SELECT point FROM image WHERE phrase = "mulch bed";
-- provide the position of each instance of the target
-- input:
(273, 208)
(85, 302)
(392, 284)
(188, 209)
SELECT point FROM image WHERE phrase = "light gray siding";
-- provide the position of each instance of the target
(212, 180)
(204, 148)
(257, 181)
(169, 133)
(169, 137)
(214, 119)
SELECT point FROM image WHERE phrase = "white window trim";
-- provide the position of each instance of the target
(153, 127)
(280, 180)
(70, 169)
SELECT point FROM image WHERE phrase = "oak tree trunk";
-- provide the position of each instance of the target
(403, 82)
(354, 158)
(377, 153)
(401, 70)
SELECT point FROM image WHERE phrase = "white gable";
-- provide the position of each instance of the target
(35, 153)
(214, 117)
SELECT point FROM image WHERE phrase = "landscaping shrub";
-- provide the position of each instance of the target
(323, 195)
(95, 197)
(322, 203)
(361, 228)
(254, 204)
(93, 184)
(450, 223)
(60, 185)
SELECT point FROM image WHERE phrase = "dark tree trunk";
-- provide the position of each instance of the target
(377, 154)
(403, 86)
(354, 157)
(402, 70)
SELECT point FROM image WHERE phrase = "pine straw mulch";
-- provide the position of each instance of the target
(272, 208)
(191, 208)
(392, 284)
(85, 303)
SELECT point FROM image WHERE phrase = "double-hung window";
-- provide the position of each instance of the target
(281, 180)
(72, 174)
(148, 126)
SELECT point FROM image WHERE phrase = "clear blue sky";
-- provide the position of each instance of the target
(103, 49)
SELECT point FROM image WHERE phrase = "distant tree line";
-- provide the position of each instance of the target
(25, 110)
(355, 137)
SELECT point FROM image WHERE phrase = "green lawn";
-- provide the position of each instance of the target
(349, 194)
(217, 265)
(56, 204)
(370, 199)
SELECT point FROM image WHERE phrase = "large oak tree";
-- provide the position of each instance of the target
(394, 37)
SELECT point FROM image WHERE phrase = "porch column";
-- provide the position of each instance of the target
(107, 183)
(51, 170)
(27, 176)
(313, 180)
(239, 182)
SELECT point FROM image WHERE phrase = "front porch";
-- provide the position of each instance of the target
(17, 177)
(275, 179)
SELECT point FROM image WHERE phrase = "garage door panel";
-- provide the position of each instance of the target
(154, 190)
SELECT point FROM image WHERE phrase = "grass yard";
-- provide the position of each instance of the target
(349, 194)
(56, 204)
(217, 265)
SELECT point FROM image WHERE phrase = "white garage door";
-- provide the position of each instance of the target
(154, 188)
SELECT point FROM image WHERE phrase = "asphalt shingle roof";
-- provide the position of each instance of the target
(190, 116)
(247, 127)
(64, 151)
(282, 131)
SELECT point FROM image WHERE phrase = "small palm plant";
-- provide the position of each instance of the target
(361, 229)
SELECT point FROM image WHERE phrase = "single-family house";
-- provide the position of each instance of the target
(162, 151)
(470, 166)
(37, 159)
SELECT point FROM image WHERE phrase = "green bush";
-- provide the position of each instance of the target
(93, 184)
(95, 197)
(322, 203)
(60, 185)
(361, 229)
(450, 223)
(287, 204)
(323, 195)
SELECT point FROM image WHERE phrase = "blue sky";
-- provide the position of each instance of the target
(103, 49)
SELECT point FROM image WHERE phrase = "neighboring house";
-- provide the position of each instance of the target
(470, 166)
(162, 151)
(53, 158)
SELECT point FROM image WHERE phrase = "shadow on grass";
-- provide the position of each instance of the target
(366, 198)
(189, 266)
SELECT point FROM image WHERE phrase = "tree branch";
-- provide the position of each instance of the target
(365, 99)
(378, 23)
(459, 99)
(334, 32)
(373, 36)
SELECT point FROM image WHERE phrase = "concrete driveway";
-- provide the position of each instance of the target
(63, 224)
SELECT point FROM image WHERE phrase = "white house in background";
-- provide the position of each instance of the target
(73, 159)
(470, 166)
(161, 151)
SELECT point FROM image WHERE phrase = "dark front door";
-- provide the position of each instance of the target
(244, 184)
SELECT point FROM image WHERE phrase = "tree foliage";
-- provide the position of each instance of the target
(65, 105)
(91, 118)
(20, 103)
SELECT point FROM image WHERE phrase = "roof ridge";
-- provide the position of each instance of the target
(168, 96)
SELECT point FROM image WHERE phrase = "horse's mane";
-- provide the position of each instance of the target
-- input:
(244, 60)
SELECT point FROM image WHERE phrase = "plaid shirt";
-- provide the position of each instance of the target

_Prompt_
Repeat all the records. Match each line exactly.

_Answer to the problem_
SELECT point FROM image WHERE phrase = "mulch bed";
-- provide the position of each instance of the target
-- input:
(273, 208)
(85, 302)
(392, 284)
(188, 209)
SELECT point FROM image WHERE phrase = "light gray siding";
-- provide the position of each instance of the target
(212, 180)
(204, 148)
(257, 181)
(169, 133)
(169, 137)
(214, 119)
SELECT point FROM image WHERE phrase = "white window trim";
-- provide the position of each instance of the target
(153, 127)
(280, 180)
(70, 169)
SELECT point FROM image WHERE phrase = "oak tree trunk";
-- provide the position of each instance of the target
(403, 82)
(354, 158)
(377, 153)
(401, 70)
SELECT point FROM image WHERE phrase = "white gable";
-- provide the position of each instance of the target
(35, 153)
(214, 117)
SELECT point FROM image WHERE phrase = "landscaping shrub";
-- provide the position of each instance of the target
(323, 195)
(95, 197)
(322, 203)
(361, 228)
(254, 204)
(93, 184)
(450, 223)
(60, 185)
SELECT point FROM image WHERE phrase = "dark tree trunk";
-- provide the position of each instance of the target
(377, 154)
(403, 86)
(354, 157)
(402, 70)
SELECT point FROM image WHERE phrase = "pine straw mulch";
-- provide the position of each instance of the target
(272, 208)
(191, 208)
(392, 284)
(85, 303)
SELECT point FROM image WHERE phrase = "double-hung window";
-- provide the position of each instance of the target
(281, 180)
(72, 174)
(148, 126)
SELECT point FROM image WHERE phrase = "clear blue sky";
-- provide the position of each instance of the target
(103, 49)
SELECT point FROM image WHERE phrase = "distant tree line";
-- provide the position of each instance of the target
(25, 110)
(355, 137)
SELECT point FROM image WHERE phrase = "green lawn";
-- provide the position of each instance of the target
(349, 194)
(217, 265)
(56, 204)
(370, 199)
SELECT point FROM image WHERE phrase = "large oak tree";
-- provide the position of each instance of the target
(394, 37)
SELECT point FROM image WHERE phrase = "porch column";
-- provide the position of each instance of the target
(107, 183)
(51, 170)
(27, 176)
(313, 180)
(239, 182)
SELECT point FROM image WHERE phrase = "front porch";
-- provide the position of each instance of the target
(17, 177)
(275, 179)
SELECT point FROM image WHERE phrase = "garage door panel";
-- provide the position of each instance of the target
(154, 190)
SELECT point FROM image WHERE phrase = "grass yard";
-- provide the position of each instance of the target
(349, 194)
(56, 204)
(217, 265)
SELECT point FROM image WHERE phrase = "white garage door";
-- provide the position of each instance of the target
(154, 188)
SELECT point FROM image WHERE phrase = "asphalt shingle roof";
-- provide the position of each instance of the target
(190, 116)
(247, 127)
(64, 151)
(282, 131)
SELECT point FROM image WHERE phrase = "small palm plant";
-- provide the position of each instance of the target
(361, 229)
SELECT point FROM image WHERE phrase = "single-family house";
-- provide the position of each instance of the target
(162, 151)
(470, 166)
(37, 159)
SELECT point FROM image WHERE phrase = "green bush";
-- provide the position of each instance of the target
(93, 184)
(95, 197)
(322, 203)
(60, 185)
(361, 229)
(450, 223)
(287, 204)
(323, 195)
SELECT point FROM image WHERE phrase = "blue sky";
-- provide the position of each instance of the target
(103, 49)
SELECT point FROM image WHERE phrase = "neighboring house";
-- provide the position of each instance of the target
(470, 166)
(162, 151)
(53, 158)
SELECT point FROM image WHERE phrase = "shadow on grass";
-- provide the position of each instance of the target
(366, 198)
(189, 266)
SELECT point FROM image WHERE phrase = "tree branch";
-- provide the position of each instance of the target
(365, 99)
(378, 23)
(459, 99)
(334, 32)
(373, 36)
SELECT point FROM image WHERE phrase = "concrete driveway";
-- provide the position of each instance of the target
(63, 224)
SELECT point FROM image WHERE phrase = "white house in background";
-- provide the position of each instance of the target
(73, 159)
(470, 166)
(161, 151)
SELECT point FROM image WHERE phrase = "dark front door";
-- provide the position of each instance of the target
(244, 184)
SELECT point FROM image WHERE phrase = "tree foliage";
-- provide the position of each instance of the target
(65, 105)
(91, 118)
(20, 103)
SELECT point FROM image WHERE phrase = "roof ridge";
-- provide the position of each instance of the target
(168, 96)
SELECT point FROM image WHERE phrase = "horse's mane";
-- provide the position of each instance of the target
-- input:
(244, 60)
SELECT point FROM image WHERE phrase = "plaid shirt";
-- provide the position of each instance of the target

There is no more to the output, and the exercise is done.